Excerpt to read

_ _ _ _

Cholesterol Management Health Center
Statins May Raise Diabetes Risk in Older Women
Jan. 9, 2012 -- Use of cholesterol-lowering statin drugs may be associated with an increased risk of diabetes in middle-aged and older women, a new study suggests.
Experts say the evidence as a whole suggests that the risks are slight and that for most women who take statins, the benefits for preventing heart attack and stroke outweigh those risks.
Researchers analyzed data on nearly 154,000 women followed for an average of seven years.
Women who reported taking a statin such as Lipitor, Pravachol, Zocor, or other statin drugs were almost 50% more likely to report developing type 2 diabetes than women who did not take statins, according to study researcher Yunsheng Ma, MD, PhD, MPH, of the University of Massachusetts Medical School.
Statin Users Report More Diabetes
The study included 153,840 postmenopausal women with an average age at enrollment of 63. Most were followed for about seven years.
None of the women had diabetes when they were included in the study, but 10,242 cases of self-reported diabetes were found by the end of follow-up.
After taking into account older age, obesity, lack of physical activity, and other risk factors for diabetes, statin use was associated with an almost 50% chance of developing the disease.
Adults with diabetes are two to four times more likely to have heart disease or a stroke than adults without diabetes.
In fact, the American Diabetes Association recommends that in addition to lifestyle changes, all people with diabetes take a statin for cholesterol at a certain level whether or not they have heart disease.
Study researcher Annie L. Culver tells WebMD that recommendations should not change, but clinicians should also stress the importance of lifestyle in lowering heart attack and stroke risk.

_ _ _ _

Data supplied
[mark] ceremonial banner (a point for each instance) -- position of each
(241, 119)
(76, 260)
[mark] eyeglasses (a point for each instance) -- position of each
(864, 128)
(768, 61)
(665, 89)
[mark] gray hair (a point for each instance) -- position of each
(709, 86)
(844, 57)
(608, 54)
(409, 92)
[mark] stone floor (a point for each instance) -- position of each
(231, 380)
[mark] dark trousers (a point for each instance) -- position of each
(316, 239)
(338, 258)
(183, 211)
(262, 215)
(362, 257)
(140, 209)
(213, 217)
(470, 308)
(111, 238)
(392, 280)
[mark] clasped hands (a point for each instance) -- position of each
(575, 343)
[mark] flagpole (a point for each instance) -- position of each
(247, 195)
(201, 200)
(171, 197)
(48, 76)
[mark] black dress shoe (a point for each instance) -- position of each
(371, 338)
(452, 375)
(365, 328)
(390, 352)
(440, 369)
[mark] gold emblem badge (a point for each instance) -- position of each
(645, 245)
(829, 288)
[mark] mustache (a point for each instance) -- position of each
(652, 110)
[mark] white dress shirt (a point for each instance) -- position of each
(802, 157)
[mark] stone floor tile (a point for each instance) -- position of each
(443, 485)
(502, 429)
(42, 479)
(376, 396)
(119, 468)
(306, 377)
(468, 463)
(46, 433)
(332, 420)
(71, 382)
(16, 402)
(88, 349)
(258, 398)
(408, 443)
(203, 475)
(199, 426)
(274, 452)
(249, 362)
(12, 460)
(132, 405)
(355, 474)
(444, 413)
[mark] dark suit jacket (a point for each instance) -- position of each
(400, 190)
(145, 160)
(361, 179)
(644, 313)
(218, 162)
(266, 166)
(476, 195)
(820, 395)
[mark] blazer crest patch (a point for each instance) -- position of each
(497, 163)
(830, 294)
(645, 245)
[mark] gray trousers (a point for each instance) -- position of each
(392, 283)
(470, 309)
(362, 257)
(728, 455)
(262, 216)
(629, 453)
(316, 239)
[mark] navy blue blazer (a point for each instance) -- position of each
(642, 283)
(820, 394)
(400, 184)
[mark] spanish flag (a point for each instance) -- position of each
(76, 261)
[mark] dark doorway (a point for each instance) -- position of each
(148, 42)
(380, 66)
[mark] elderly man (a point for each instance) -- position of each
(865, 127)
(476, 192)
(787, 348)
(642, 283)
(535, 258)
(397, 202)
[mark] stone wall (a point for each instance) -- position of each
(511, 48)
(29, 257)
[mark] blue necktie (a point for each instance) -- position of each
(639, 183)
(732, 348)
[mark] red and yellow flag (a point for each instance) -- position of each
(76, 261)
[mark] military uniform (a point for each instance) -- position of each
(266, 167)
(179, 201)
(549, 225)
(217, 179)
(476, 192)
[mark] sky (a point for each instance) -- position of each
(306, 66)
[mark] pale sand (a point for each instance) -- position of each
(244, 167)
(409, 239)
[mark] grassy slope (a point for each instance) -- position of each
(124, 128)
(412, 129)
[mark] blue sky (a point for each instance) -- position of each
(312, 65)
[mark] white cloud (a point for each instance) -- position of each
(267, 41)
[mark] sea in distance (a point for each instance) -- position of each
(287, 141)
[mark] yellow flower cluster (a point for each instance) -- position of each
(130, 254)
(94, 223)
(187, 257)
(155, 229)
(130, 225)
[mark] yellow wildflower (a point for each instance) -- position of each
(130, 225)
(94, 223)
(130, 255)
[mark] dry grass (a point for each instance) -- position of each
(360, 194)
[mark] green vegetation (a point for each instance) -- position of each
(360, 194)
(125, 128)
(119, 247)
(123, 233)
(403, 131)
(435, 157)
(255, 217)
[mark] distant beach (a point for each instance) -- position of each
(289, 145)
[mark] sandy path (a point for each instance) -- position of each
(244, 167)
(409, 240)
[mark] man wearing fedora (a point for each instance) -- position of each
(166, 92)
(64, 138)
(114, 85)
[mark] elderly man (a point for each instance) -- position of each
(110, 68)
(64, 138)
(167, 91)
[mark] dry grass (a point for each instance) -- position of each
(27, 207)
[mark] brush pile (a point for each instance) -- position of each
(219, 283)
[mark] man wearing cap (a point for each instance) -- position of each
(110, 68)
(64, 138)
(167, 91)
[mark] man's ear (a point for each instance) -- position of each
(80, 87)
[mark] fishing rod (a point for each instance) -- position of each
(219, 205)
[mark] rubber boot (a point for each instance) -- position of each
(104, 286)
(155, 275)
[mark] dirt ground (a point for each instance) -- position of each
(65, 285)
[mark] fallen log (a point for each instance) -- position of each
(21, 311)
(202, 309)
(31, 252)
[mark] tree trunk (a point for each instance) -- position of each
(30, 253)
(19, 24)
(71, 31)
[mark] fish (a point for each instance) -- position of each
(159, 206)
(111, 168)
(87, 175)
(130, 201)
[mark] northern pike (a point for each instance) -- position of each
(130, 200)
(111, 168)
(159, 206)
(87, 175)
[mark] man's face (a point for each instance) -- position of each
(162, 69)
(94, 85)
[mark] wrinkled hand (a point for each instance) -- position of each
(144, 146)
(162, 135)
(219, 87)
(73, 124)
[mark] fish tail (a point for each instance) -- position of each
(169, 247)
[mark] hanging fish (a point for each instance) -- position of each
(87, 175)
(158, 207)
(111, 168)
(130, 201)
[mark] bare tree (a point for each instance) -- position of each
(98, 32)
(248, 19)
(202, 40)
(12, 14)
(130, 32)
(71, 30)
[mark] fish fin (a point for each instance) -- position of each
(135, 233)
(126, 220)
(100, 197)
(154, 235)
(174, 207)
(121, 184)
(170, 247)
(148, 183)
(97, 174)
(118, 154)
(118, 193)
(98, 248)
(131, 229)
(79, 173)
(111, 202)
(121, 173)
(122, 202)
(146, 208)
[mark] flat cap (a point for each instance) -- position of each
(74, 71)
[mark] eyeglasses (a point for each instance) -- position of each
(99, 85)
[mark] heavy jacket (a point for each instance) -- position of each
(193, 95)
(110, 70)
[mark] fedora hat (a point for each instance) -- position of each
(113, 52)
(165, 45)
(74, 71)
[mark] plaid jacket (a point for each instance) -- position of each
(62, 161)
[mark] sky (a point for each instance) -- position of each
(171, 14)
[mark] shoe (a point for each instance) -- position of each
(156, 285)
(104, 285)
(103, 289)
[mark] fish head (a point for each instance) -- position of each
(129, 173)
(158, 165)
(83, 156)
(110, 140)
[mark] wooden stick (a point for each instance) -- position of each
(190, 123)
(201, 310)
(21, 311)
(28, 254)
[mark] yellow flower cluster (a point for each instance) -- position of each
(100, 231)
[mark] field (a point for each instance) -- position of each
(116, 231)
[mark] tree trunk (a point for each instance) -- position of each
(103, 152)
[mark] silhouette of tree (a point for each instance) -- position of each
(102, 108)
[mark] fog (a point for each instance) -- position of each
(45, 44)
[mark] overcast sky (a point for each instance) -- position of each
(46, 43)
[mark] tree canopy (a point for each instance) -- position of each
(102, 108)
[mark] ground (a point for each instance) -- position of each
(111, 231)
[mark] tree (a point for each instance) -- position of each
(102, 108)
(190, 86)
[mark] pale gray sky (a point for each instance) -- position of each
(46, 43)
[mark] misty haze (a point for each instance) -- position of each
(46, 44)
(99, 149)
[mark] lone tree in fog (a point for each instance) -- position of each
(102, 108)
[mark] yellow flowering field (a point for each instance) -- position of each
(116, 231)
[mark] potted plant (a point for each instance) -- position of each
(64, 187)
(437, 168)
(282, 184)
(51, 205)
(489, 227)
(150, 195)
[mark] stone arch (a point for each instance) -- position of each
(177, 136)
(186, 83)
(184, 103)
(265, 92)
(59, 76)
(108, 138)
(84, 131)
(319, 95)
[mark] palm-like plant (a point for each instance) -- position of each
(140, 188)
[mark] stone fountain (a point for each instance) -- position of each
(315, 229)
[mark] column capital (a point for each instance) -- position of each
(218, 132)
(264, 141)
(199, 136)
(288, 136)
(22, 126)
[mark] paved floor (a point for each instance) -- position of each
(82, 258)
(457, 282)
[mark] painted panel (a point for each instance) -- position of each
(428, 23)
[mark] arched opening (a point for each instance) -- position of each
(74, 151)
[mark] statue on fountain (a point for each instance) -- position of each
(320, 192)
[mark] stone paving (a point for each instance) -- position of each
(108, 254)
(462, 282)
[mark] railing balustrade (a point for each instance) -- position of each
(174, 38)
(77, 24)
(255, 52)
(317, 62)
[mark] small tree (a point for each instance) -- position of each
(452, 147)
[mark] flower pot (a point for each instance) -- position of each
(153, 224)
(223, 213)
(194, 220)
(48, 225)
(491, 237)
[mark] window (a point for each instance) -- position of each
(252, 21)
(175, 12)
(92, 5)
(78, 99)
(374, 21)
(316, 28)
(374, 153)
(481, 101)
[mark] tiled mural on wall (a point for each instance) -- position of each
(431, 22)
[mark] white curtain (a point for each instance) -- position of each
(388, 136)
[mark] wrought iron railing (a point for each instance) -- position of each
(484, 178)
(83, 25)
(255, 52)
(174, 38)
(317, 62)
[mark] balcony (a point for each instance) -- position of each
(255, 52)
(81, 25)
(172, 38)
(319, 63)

_ _ _ _

Work item A
List every statin drug that the article on statins and diabetes names by brand.
Work item B
Rewrite the article on statins and diabetes between "Experts say the" and "of seven years.", inclusive, substituting "small" for "slight".
The items aren't needed for anything here.

Task response A
Lipitor, Pravachol, Zocor

Task response B
Experts say the evidence as a whole suggests that the risks are small and that for most women who take statins, the benefits for preventing heart attack and stroke outweigh those risks.
Researchers analyzed data on nearly 154,000 women followed for an average of seven years.